- [Your task]:
Give back all the data exactly, line by line.

- [Records for this exercise]:
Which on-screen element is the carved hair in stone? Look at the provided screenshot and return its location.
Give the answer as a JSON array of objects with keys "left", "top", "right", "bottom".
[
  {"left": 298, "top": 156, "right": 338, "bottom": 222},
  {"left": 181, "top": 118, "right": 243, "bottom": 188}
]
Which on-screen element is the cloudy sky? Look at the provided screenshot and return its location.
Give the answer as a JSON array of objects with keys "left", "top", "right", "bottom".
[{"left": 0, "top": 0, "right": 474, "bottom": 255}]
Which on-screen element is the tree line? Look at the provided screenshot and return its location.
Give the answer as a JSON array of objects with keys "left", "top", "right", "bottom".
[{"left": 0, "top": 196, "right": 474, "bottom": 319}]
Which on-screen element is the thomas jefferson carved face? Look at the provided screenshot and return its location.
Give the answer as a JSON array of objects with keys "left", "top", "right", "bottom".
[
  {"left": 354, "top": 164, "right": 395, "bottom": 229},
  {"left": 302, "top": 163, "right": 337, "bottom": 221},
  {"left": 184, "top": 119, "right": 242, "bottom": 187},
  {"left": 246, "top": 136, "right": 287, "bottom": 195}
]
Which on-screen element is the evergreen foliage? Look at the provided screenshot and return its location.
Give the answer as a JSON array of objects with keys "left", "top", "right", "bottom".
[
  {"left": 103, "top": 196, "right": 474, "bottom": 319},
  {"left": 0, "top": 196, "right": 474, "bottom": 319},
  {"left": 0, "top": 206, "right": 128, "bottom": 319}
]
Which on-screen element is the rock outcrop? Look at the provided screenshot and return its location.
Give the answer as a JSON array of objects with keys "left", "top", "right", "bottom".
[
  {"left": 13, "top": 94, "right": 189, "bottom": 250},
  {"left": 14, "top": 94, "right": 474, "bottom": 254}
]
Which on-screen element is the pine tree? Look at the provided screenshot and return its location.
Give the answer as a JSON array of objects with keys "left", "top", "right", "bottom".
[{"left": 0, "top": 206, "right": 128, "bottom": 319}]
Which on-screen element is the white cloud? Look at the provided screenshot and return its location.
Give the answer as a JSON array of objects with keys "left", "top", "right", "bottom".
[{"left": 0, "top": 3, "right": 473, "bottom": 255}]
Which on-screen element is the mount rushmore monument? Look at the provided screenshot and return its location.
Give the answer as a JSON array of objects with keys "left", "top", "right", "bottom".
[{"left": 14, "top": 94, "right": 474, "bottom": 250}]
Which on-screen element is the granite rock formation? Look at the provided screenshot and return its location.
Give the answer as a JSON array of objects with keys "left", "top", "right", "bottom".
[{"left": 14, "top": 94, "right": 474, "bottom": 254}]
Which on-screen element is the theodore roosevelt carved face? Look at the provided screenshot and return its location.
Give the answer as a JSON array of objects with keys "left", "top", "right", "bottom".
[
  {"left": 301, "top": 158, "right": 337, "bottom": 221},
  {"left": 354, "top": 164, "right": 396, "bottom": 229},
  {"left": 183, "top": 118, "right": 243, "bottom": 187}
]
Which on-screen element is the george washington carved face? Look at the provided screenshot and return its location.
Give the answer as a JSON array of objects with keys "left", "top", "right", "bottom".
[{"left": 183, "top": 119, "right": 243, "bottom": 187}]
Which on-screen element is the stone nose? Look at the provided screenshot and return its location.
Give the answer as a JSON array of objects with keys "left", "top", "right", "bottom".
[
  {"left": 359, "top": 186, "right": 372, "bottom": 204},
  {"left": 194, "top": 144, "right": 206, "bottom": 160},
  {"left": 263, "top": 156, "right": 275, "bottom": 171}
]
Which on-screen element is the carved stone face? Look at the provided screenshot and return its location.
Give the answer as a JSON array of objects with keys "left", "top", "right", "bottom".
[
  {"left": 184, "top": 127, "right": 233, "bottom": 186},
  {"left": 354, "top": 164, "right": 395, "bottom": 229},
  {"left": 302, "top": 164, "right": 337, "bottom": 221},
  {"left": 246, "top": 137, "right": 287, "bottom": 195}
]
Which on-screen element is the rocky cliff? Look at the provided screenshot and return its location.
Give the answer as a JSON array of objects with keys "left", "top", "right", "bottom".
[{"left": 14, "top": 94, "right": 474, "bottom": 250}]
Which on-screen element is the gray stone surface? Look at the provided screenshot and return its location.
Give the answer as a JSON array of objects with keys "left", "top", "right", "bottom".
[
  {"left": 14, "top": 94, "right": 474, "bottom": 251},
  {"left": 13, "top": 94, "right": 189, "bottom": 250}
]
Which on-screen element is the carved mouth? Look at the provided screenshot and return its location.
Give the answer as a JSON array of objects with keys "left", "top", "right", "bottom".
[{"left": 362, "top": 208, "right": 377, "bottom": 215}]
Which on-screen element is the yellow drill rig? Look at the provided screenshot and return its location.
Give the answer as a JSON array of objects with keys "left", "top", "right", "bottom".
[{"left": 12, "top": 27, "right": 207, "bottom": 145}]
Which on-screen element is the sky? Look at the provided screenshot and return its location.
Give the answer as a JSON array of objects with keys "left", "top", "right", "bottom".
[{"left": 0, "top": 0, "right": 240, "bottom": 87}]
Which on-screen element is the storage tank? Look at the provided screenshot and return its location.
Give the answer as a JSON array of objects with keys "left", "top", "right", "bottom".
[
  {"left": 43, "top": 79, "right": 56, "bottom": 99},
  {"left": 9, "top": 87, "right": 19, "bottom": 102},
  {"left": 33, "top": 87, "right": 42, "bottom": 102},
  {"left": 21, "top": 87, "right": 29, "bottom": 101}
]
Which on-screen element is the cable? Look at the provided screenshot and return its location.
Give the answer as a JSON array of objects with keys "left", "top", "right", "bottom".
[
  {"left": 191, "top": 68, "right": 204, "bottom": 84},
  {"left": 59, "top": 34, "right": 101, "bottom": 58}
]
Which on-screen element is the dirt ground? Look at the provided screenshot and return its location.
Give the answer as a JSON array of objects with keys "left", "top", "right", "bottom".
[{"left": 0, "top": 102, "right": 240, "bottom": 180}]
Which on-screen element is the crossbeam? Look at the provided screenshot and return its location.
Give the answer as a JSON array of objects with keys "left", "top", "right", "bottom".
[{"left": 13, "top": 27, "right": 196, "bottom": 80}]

- [Reply to the exercise]:
Which on-screen element is the carved hair in stone? Look at the provided screenshot and return its location.
Give the answer as a JSON array of objects with keys "left", "top", "right", "bottom".
[
  {"left": 298, "top": 156, "right": 338, "bottom": 222},
  {"left": 181, "top": 118, "right": 243, "bottom": 188}
]
Which on-screen element is the cloudy sky? Look at the provided screenshot and return its location.
Give the answer as a JSON array of objects with keys "left", "top", "right", "bottom".
[{"left": 0, "top": 0, "right": 474, "bottom": 255}]
Which on-screen element is the tree line? Look at the provided screenshot and return its location.
Give the answer as a JSON array of objects with keys "left", "top", "right", "bottom".
[{"left": 0, "top": 196, "right": 474, "bottom": 319}]
Which on-screen element is the thomas jefferson carved face? Look at the provided screenshot and return its location.
Give the answer as a JSON array of objects with keys "left", "top", "right", "bottom".
[
  {"left": 354, "top": 164, "right": 395, "bottom": 229},
  {"left": 302, "top": 163, "right": 337, "bottom": 221},
  {"left": 184, "top": 119, "right": 242, "bottom": 187},
  {"left": 246, "top": 136, "right": 287, "bottom": 195}
]
Which on-screen element is the evergreen foliage? Look at the provided screenshot and return its location.
Give the answer as a JSON array of objects with keys "left", "top", "right", "bottom".
[
  {"left": 103, "top": 196, "right": 474, "bottom": 319},
  {"left": 0, "top": 196, "right": 474, "bottom": 319},
  {"left": 0, "top": 206, "right": 128, "bottom": 319}
]
Which on-screen element is the rock outcrop? Look at the provided screenshot and return its location.
Give the answer as a JSON array of objects with keys "left", "top", "right", "bottom".
[
  {"left": 13, "top": 94, "right": 189, "bottom": 250},
  {"left": 14, "top": 94, "right": 474, "bottom": 254}
]
Which on-screen element is the pine tree? Look at the provided screenshot and return its location.
Give the answer as a JSON array of objects with keys "left", "top", "right", "bottom".
[{"left": 0, "top": 206, "right": 128, "bottom": 319}]
Which on-screen element is the white cloud? Look at the provided screenshot and return its location.
Give the answer as a JSON array of objects with keys "left", "top", "right", "bottom".
[{"left": 0, "top": 3, "right": 473, "bottom": 255}]
Which on-screen element is the mount rushmore monument? Look at the provided screenshot and return its location.
Give the answer as a JSON array of objects with keys "left", "top", "right", "bottom".
[{"left": 14, "top": 94, "right": 474, "bottom": 250}]
Which on-screen element is the granite rock formation? Look at the provided screenshot and return its location.
Give the answer as a JSON array of objects with keys "left", "top", "right", "bottom".
[{"left": 14, "top": 94, "right": 474, "bottom": 254}]
Which on-screen element is the theodore roosevelt carved face? Look at the provided screenshot and return its location.
Give the answer as a JSON array of objects with keys "left", "top", "right", "bottom".
[
  {"left": 301, "top": 158, "right": 337, "bottom": 221},
  {"left": 354, "top": 164, "right": 396, "bottom": 229},
  {"left": 183, "top": 118, "right": 243, "bottom": 187}
]
Which on-screen element is the george washington carved face? Look at the provided screenshot and return its location.
Give the answer as a JSON array of objects with keys "left", "top", "right", "bottom".
[{"left": 183, "top": 119, "right": 243, "bottom": 187}]
Which on-screen element is the stone nose? Look at the provided screenshot and return its location.
Give the answer as a JSON array of objects with keys "left", "top", "right", "bottom".
[
  {"left": 359, "top": 186, "right": 372, "bottom": 204},
  {"left": 194, "top": 144, "right": 206, "bottom": 160},
  {"left": 263, "top": 156, "right": 275, "bottom": 171}
]
Which on-screen element is the carved stone face? Look at the provided screenshot and return its location.
Give the answer as a JSON array of objects with keys "left", "top", "right", "bottom".
[
  {"left": 184, "top": 127, "right": 233, "bottom": 186},
  {"left": 354, "top": 164, "right": 395, "bottom": 229},
  {"left": 302, "top": 164, "right": 337, "bottom": 221},
  {"left": 246, "top": 137, "right": 287, "bottom": 195}
]
Which on-screen element is the rocky cliff? Look at the provided screenshot and return its location.
Give the answer as a JSON array of objects with keys "left", "top", "right", "bottom".
[{"left": 14, "top": 94, "right": 474, "bottom": 250}]
Which on-screen element is the gray stone surface? Look at the provided screenshot and return its location.
Give the answer as a JSON array of objects with keys "left", "top", "right", "bottom".
[
  {"left": 14, "top": 94, "right": 474, "bottom": 251},
  {"left": 13, "top": 94, "right": 189, "bottom": 250}
]
Which on-screen element is the carved mouth? Look at the provided screenshot and return its location.
Give the answer as a JSON array of objects with keys "left", "top", "right", "bottom".
[{"left": 362, "top": 208, "right": 377, "bottom": 215}]
Which on-screen element is the yellow drill rig? Look at the provided screenshot and return its location.
Give the answer as a JSON array of objects with keys "left", "top", "right", "bottom".
[{"left": 12, "top": 27, "right": 207, "bottom": 145}]
Which on-screen element is the sky? Look at the provided screenshot and return its location.
Give the answer as a JSON array of objects with keys "left", "top", "right", "bottom".
[{"left": 0, "top": 0, "right": 240, "bottom": 87}]
Which on-screen element is the storage tank? Look at the provided screenshot and return its location.
Give the answer as a JSON array of objects with keys "left", "top", "right", "bottom".
[
  {"left": 43, "top": 79, "right": 56, "bottom": 99},
  {"left": 9, "top": 87, "right": 19, "bottom": 102},
  {"left": 33, "top": 87, "right": 42, "bottom": 102},
  {"left": 21, "top": 87, "right": 29, "bottom": 101}
]
Which on-screen element is the cable? Look at the provided screenshot and return its location.
Give the answer as a JSON array of objects with keys "left", "top", "right", "bottom".
[
  {"left": 191, "top": 68, "right": 204, "bottom": 84},
  {"left": 59, "top": 34, "right": 101, "bottom": 58}
]
Which on-screen element is the dirt ground? Look at the provided screenshot and return its location.
Give the answer as a JSON array of objects with keys "left", "top", "right", "bottom".
[{"left": 0, "top": 102, "right": 240, "bottom": 180}]
Which on-screen element is the crossbeam? Look at the provided screenshot and return its location.
Give the answer as a JSON array of objects with keys "left", "top", "right", "bottom".
[{"left": 13, "top": 27, "right": 196, "bottom": 80}]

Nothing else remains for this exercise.